Written instruction
Give the stretch of the listing from the line containing "# segment the white wall" through the line containing "144L121 125L120 53L143" as a two-column CSV with the columns instruction and result. Put one instruction and its result in each row, with each field quoted and line breaks turned into spaces.

Data for processing

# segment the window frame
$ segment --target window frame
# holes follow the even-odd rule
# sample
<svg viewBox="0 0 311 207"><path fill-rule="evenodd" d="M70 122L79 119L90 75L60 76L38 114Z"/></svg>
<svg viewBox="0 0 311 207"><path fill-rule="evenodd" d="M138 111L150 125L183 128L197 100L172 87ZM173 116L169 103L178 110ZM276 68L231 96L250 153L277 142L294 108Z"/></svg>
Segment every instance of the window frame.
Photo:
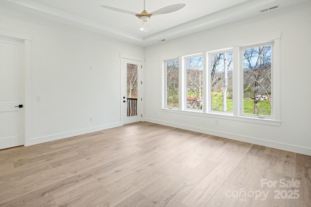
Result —
<svg viewBox="0 0 311 207"><path fill-rule="evenodd" d="M203 55L203 53L197 53L197 54L193 54L193 55L187 55L187 56L183 56L182 57L182 59L183 59L183 64L182 64L182 74L183 75L183 76L182 76L182 78L183 78L183 85L182 86L182 87L181 88L181 90L183 90L182 93L183 94L183 96L182 97L182 102L183 102L183 110L184 111L195 111L195 112L202 112L203 111L203 108L204 107L204 105L203 105L203 107L202 107L202 109L190 109L190 108L188 108L187 107L187 97L188 97L188 88L187 88L187 59L189 59L189 58L195 58L195 57L202 57L202 73L203 73L203 77L202 77L202 81L203 81L203 85L202 85L202 88L204 88L204 82L205 82L205 80L204 79L204 74L205 73L205 67L204 67L204 56ZM202 96L203 96L203 103L204 103L204 90L202 89L202 90L203 90L203 92L202 93ZM180 92L181 93L182 92Z"/></svg>
<svg viewBox="0 0 311 207"><path fill-rule="evenodd" d="M232 97L234 97L233 96L233 93L234 92L234 53L233 52L233 48L226 48L225 49L219 49L217 50L213 50L207 52L206 59L207 60L207 83L208 86L207 86L207 103L208 103L208 108L206 109L206 112L208 113L215 113L215 114L226 114L229 115L233 115L233 112L234 111L234 102L232 103L232 112L229 111L213 111L212 110L212 98L211 98L211 93L212 93L212 89L211 89L211 56L212 55L215 54L219 54L221 53L225 53L228 52L232 52ZM234 99L233 99L233 101Z"/></svg>
<svg viewBox="0 0 311 207"><path fill-rule="evenodd" d="M268 37L268 38L267 38ZM184 114L190 114L199 116L204 116L214 119L222 119L257 124L280 126L280 33L270 34L264 37L262 41L257 42L246 40L241 41L242 43L246 42L247 44L237 44L237 46L226 48L224 49L209 50L198 53L194 55L180 56L178 58L162 60L162 63L172 60L179 60L179 107L178 108L168 109L165 108L162 102L161 111L166 112L173 112ZM254 43L255 42L255 43ZM256 46L263 46L271 44L272 51L272 82L271 93L273 101L271 116L260 116L251 114L243 114L242 101L243 99L243 59L242 50L243 48L251 48ZM210 96L210 60L209 55L224 51L232 51L233 68L233 112L212 111L211 97ZM203 57L203 105L202 110L193 110L187 109L187 71L185 62L187 58L202 55ZM164 64L162 64L164 65ZM166 64L165 64L166 65ZM166 76L166 67L164 67L164 76ZM165 84L165 90L162 93L162 100L165 98L166 100L166 78L163 76L162 87ZM186 88L186 90L185 89Z"/></svg>
<svg viewBox="0 0 311 207"><path fill-rule="evenodd" d="M178 61L178 107L171 107L167 106L167 63L173 61ZM173 58L170 60L166 60L163 61L163 79L164 80L164 85L163 87L163 90L162 91L162 94L164 94L164 96L162 97L162 107L166 109L178 109L180 107L180 100L179 96L180 96L180 62L179 58Z"/></svg>

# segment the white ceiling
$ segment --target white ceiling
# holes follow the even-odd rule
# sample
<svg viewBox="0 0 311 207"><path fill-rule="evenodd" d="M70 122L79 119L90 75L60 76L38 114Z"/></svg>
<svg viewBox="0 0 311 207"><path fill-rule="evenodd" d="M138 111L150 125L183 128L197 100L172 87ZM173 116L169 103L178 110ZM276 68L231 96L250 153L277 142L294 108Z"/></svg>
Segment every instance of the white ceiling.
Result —
<svg viewBox="0 0 311 207"><path fill-rule="evenodd" d="M143 0L0 0L2 9L99 32L141 46L154 44L260 15L260 11L282 8L310 0L146 0L151 13L176 3L186 5L176 12L156 16L148 21L150 31L139 30L142 21L134 16L111 11L104 5L137 13Z"/></svg>

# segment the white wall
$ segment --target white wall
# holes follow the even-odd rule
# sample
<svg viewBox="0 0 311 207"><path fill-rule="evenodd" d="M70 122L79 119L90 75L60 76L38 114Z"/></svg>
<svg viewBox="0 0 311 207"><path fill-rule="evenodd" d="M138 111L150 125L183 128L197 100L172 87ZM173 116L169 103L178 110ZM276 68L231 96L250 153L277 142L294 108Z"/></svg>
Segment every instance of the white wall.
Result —
<svg viewBox="0 0 311 207"><path fill-rule="evenodd" d="M31 144L121 125L120 53L143 48L9 12L0 28L32 36Z"/></svg>
<svg viewBox="0 0 311 207"><path fill-rule="evenodd" d="M267 13L145 49L145 120L311 155L311 3ZM160 110L160 60L239 46L281 32L280 126ZM256 43L256 42L254 42Z"/></svg>

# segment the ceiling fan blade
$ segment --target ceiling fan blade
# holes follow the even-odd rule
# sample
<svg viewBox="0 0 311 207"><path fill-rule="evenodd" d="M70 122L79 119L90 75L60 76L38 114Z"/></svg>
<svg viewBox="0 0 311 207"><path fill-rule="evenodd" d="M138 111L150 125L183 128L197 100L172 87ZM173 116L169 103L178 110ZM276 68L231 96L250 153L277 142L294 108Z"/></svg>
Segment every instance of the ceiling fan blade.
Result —
<svg viewBox="0 0 311 207"><path fill-rule="evenodd" d="M152 14L155 16L170 13L182 9L185 6L186 6L186 4L185 3L177 3L177 4L173 4L171 6L166 6L165 7L158 9L157 10L155 11L154 12L151 12L149 14Z"/></svg>
<svg viewBox="0 0 311 207"><path fill-rule="evenodd" d="M111 6L104 6L103 5L101 5L101 7L105 8L106 9L110 9L111 10L116 11L117 12L122 12L122 13L128 14L129 15L136 15L137 13L131 12L130 11L124 10L121 9L118 9L118 8L111 7Z"/></svg>

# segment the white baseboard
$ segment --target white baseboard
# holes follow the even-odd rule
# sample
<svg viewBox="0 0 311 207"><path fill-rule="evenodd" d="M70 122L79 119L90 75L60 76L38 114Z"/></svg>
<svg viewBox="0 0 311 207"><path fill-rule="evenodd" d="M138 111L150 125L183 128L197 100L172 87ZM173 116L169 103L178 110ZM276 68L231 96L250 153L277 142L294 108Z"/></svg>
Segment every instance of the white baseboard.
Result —
<svg viewBox="0 0 311 207"><path fill-rule="evenodd" d="M76 131L69 131L67 132L62 133L61 134L53 134L44 137L37 137L30 140L30 145L53 141L55 140L60 140L61 139L67 138L74 136L80 135L81 134L87 134L88 133L114 128L121 126L122 125L121 124L121 123L118 122L106 125L102 125L90 128L84 128L83 129L77 130Z"/></svg>
<svg viewBox="0 0 311 207"><path fill-rule="evenodd" d="M204 134L224 137L225 138L230 139L231 140L244 142L247 143L258 144L268 147L275 148L296 153L311 156L311 148L303 146L289 144L286 143L279 143L254 137L247 137L239 134L231 134L224 132L221 131L208 129L204 128L182 125L173 122L166 122L149 118L145 118L144 120L146 122L151 122L155 124L165 125L169 127L174 127L183 129L203 133Z"/></svg>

Right answer
instruction,result
"# segment the white wall $ segment --target white wall # holes follow the even-odd rule # sample <svg viewBox=""0 0 311 207""><path fill-rule=""evenodd"" d=""M70 122L79 119L90 75L60 76L38 114Z""/></svg> <svg viewBox=""0 0 311 207""><path fill-rule=""evenodd"" d=""M138 111L150 125L183 128L197 100L172 87ZM173 116L169 103L178 110ZM276 68L231 96L250 153L277 142L294 108Z""/></svg> Segment every instance of the white wall. Result —","<svg viewBox=""0 0 311 207""><path fill-rule=""evenodd"" d=""M31 144L121 125L120 53L143 48L9 12L0 28L32 36Z""/></svg>"